» **What the task asks**
Copy every line of the records below, wording included, but multiply each x and y point coordinate by 1.55 and round to a whole number, with halves rounding up. Leave the pictures out.

» **Data rows**
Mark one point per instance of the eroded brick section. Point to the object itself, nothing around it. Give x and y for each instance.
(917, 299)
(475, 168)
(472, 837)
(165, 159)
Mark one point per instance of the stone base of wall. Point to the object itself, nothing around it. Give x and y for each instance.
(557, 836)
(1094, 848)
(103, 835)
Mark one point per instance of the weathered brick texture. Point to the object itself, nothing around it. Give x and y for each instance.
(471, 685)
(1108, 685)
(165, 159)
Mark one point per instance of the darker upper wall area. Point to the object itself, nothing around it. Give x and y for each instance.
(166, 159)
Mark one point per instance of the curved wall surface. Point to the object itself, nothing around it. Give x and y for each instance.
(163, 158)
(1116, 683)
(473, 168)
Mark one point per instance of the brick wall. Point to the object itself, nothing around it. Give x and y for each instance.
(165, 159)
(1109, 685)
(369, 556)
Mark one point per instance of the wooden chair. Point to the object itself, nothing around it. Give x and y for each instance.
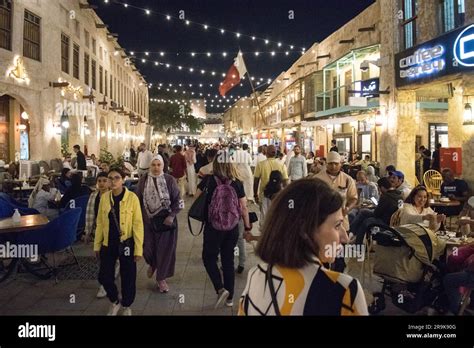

» **Final answer**
Mark one point per instance of the eroded brick section. Point to the object itself, nothing around it. Give x and y for each instance.
(1421, 463)
(736, 260)
(732, 1297)
(256, 246)
Mark one point per instance of the stone base of wall. Point to the object itself, nothing around it. Give x and y for each instance.
(863, 1296)
(1696, 1314)
(160, 1294)
Mark one point per instance of the weathered brick texture. Point to the object itself, nothing around it. Give x and y for each instance.
(730, 1062)
(1717, 1062)
(256, 246)
Mark one point per instance of the darker upper wall area. Point to the object itself, nothing around it. Give x and y for each instance.
(257, 246)
Mark one point per instance of the curved wall surface. Point to the object itself, nothing around it. Give x and y for each instance.
(253, 245)
(1730, 1059)
(733, 260)
Mark one point per instance of the brick wall. Point to the object itself, nothing around it. Give x and y for each instance.
(256, 246)
(1719, 1062)
(572, 862)
Mark one point per instance of the wooden chair. Point to the object itself, nothing around it. Give x and y for each instance.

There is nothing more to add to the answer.